> **WHAT IS BEING ASKED**
Line by line, copy all of the data exactly.

> **RECORDED INFORMATION**

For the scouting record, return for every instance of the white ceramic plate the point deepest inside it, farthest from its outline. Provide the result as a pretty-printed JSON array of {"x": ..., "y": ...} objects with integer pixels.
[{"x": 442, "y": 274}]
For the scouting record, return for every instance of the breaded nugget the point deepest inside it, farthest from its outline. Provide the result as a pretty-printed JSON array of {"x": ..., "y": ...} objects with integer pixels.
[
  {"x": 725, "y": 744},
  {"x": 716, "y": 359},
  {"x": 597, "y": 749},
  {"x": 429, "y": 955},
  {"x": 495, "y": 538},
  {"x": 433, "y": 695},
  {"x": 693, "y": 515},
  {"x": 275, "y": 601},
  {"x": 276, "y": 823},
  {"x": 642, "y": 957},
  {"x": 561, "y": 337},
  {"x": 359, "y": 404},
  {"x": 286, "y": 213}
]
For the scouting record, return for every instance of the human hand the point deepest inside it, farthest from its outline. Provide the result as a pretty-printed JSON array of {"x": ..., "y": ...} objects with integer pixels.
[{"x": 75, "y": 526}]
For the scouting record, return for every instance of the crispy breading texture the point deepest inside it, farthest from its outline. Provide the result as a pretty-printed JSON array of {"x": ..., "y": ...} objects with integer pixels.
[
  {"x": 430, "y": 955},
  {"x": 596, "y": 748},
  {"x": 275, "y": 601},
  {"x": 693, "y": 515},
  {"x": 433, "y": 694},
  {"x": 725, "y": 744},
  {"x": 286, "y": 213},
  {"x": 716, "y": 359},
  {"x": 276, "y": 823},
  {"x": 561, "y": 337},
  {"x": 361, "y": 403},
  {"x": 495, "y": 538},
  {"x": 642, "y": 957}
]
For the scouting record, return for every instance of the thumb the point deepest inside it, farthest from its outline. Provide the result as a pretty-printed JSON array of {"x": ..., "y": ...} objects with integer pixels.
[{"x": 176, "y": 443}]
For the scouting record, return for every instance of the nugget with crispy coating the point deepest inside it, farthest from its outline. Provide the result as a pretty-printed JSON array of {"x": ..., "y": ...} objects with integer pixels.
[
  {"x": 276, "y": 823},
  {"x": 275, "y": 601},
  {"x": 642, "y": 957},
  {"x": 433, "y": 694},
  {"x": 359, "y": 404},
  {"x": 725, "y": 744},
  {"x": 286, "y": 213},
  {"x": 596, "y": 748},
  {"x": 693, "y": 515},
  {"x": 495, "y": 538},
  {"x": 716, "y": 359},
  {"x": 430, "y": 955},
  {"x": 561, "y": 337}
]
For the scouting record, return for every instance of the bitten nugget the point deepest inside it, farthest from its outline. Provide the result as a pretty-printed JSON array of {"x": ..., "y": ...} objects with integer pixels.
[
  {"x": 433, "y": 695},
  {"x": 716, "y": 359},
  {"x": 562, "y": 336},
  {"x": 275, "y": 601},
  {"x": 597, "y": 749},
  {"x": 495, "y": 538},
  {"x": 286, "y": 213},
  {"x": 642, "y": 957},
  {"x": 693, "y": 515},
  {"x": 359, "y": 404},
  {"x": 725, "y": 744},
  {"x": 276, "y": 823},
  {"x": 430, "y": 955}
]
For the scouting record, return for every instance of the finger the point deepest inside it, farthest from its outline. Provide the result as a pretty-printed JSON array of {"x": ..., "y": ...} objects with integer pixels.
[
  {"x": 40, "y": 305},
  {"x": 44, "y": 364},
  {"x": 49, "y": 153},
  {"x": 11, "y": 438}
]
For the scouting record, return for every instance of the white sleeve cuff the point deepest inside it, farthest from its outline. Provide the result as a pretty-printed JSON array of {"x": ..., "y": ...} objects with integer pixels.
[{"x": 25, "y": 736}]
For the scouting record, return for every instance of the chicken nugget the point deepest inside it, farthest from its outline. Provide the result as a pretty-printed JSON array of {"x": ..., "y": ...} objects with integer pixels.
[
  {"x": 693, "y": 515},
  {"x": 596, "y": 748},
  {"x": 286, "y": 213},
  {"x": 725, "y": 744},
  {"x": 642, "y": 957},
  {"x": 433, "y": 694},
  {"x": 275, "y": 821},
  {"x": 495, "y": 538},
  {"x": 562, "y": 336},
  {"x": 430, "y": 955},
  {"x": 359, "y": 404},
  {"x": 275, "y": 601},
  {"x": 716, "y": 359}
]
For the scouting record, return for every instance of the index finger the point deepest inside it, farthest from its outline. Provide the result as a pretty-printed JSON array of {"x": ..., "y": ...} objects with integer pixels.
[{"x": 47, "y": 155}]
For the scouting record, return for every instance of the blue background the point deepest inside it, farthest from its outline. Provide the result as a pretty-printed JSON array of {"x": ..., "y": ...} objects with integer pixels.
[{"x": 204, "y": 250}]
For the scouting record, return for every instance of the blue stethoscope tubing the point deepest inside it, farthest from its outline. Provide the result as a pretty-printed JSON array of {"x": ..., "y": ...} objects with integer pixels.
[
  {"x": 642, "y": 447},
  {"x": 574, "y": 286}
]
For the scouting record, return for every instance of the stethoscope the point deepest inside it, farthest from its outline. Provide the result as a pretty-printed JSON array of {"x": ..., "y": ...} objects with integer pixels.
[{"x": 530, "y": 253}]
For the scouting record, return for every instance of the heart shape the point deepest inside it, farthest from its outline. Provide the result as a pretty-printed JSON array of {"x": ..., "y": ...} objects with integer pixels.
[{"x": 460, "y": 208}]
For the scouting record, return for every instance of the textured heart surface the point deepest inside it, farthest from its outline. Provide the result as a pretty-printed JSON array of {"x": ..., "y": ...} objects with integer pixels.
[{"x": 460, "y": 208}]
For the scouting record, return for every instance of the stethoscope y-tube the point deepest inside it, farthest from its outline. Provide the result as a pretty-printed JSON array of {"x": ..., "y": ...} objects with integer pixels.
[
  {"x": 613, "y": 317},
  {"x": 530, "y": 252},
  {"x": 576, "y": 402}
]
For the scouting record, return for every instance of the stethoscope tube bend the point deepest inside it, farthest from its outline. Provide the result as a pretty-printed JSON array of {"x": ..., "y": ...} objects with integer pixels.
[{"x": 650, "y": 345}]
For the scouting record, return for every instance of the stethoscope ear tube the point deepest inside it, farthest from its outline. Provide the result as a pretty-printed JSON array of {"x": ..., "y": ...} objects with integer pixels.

> **COMPLETED TASK**
For the scouting record, return for every instance of the white ceramic plate the point deepest inside it, farthest from its outline. Provide the result as a pretty-printed JSON array of {"x": ..., "y": ...} objects with integer pixels.
[{"x": 442, "y": 274}]
For the scouting record, return for every instance of the breaded nugget the point deepest inside it, farthest from its outline. Provide the result as a pretty-printed JSON array of {"x": ..., "y": ...} objects with integer pixels.
[
  {"x": 725, "y": 744},
  {"x": 716, "y": 359},
  {"x": 597, "y": 749},
  {"x": 429, "y": 955},
  {"x": 495, "y": 538},
  {"x": 433, "y": 695},
  {"x": 693, "y": 515},
  {"x": 275, "y": 601},
  {"x": 276, "y": 823},
  {"x": 642, "y": 957},
  {"x": 561, "y": 337},
  {"x": 359, "y": 404},
  {"x": 286, "y": 213}
]
For the scouting record, return for every instance of the human hand the point deepest inside it, farthest from its outline. Provide the result as a pretty-printed JSON array of {"x": ..., "y": ...} objects with integer pixels.
[{"x": 75, "y": 526}]
For the scouting record, return for every instance of the crispy breading texture the point deepest inside it, farthest from its outline. Provide the result as a pretty-printed JSON array of {"x": ..., "y": ...} objects with integer pixels.
[
  {"x": 430, "y": 955},
  {"x": 596, "y": 748},
  {"x": 275, "y": 601},
  {"x": 693, "y": 515},
  {"x": 433, "y": 694},
  {"x": 725, "y": 744},
  {"x": 286, "y": 213},
  {"x": 716, "y": 359},
  {"x": 276, "y": 823},
  {"x": 561, "y": 337},
  {"x": 361, "y": 403},
  {"x": 495, "y": 538},
  {"x": 642, "y": 957}
]
For the scouting record, return for every instance of the thumb the point deepest inside it, farthest from its outline. Provide the result as a pretty-printed JSON array of {"x": ..., "y": ...} objects with integer pixels.
[{"x": 176, "y": 443}]
For the scouting record, return for every instance of the nugget with crispy coating the point deepest inside it, farthest from its outline. Provide the result as a pretty-printed JSON array of {"x": ..., "y": ...} objects with integer pixels.
[
  {"x": 276, "y": 823},
  {"x": 275, "y": 601},
  {"x": 642, "y": 957},
  {"x": 433, "y": 694},
  {"x": 359, "y": 404},
  {"x": 725, "y": 744},
  {"x": 286, "y": 213},
  {"x": 596, "y": 748},
  {"x": 693, "y": 515},
  {"x": 495, "y": 538},
  {"x": 716, "y": 359},
  {"x": 430, "y": 955},
  {"x": 561, "y": 337}
]
For the scouting record, return for every instance of the bitten nugget the point deepest inside it, farthest from its outline. Provide the result as a pretty-printed JSON array of {"x": ..., "y": ...} objects with integer pixels.
[
  {"x": 433, "y": 695},
  {"x": 716, "y": 359},
  {"x": 562, "y": 336},
  {"x": 275, "y": 601},
  {"x": 597, "y": 749},
  {"x": 495, "y": 538},
  {"x": 286, "y": 213},
  {"x": 642, "y": 957},
  {"x": 693, "y": 515},
  {"x": 359, "y": 404},
  {"x": 725, "y": 744},
  {"x": 276, "y": 823},
  {"x": 430, "y": 955}
]
For the scouting record, return for every instance of the finger the point deepest inside it, farthest from its outline. Provide the result as a pretty-printed JSON array of {"x": ..., "y": ...} objects with integer pixels.
[
  {"x": 40, "y": 305},
  {"x": 44, "y": 364},
  {"x": 49, "y": 153},
  {"x": 11, "y": 438}
]
For the scouting record, return for every instance of the white sleeve cuff the point deepest inside it, farthest from its outline. Provide the result as a pretty-printed JSON array of {"x": ..., "y": ...} objects with integer pixels.
[{"x": 25, "y": 736}]
For the scouting record, return for every instance of the chicken nugget the point deepest inside it, farthest from its outline. Provide the result as a pretty-printed JSON array of {"x": ..., "y": ...} objects with integer pixels.
[
  {"x": 693, "y": 515},
  {"x": 596, "y": 748},
  {"x": 286, "y": 213},
  {"x": 725, "y": 744},
  {"x": 642, "y": 957},
  {"x": 433, "y": 694},
  {"x": 275, "y": 821},
  {"x": 495, "y": 538},
  {"x": 562, "y": 336},
  {"x": 430, "y": 955},
  {"x": 359, "y": 404},
  {"x": 275, "y": 601},
  {"x": 716, "y": 359}
]
For the scouting record, return for every instance of the index finger the point deepest inside it, farthest from its outline. Provide the result as a pretty-printed JSON array of {"x": ..., "y": ...} objects with integer pixels.
[{"x": 47, "y": 155}]
For the scouting record, return for every instance of the blue background the point deepest inside it, farthest from its outline. Provide the result as a pretty-printed JSON array of {"x": ..., "y": ...} objects with integer pixels.
[{"x": 204, "y": 250}]
For the scouting record, return for every instance of the blue stethoscope tubing the point deepest inside it, farthest from its outline. Provide the result as a pretty-printed JSON array of {"x": ..., "y": ...} objects with integer pixels.
[
  {"x": 642, "y": 447},
  {"x": 574, "y": 286}
]
For the scouting record, return for every instance of the stethoscope the point deepest inside it, farthest from its outline. Provide the result as a pretty-printed JSON array of {"x": ..., "y": ...} objects with integer pixels.
[{"x": 530, "y": 253}]
For the scouting record, return for every instance of the heart shape the point deepest inside it, farthest from its outline. Provide the result as a pretty-printed JSON array of {"x": ..., "y": ...} objects with integer pixels.
[{"x": 460, "y": 208}]
For the scouting record, return for every instance of the textured heart surface the point deepest inside it, farthest from its outline. Provide the result as a pretty-printed JSON array of {"x": ..., "y": ...} objects with integer pixels.
[{"x": 460, "y": 208}]
For the scouting record, return for every instance of the stethoscope y-tube the point deepest inside it, farthest from its outline. Provide the result as a pretty-printed JSON array of {"x": ..., "y": ...} objects with integer pixels.
[
  {"x": 613, "y": 317},
  {"x": 530, "y": 252},
  {"x": 576, "y": 402}
]
For the scouting record, return for every instance of the stethoscope tube bend the point deepest inside it, farthest from its outline. Provide the result as a pretty-printed JSON array of {"x": ..., "y": ...} objects with integer pixels.
[{"x": 650, "y": 345}]
For the scouting record, return for every instance of the stethoscope ear tube the point deepest inside it, farthest from its outline. Provide the result as a pretty-printed JSON array of {"x": ..., "y": ...} objects with integer pixels.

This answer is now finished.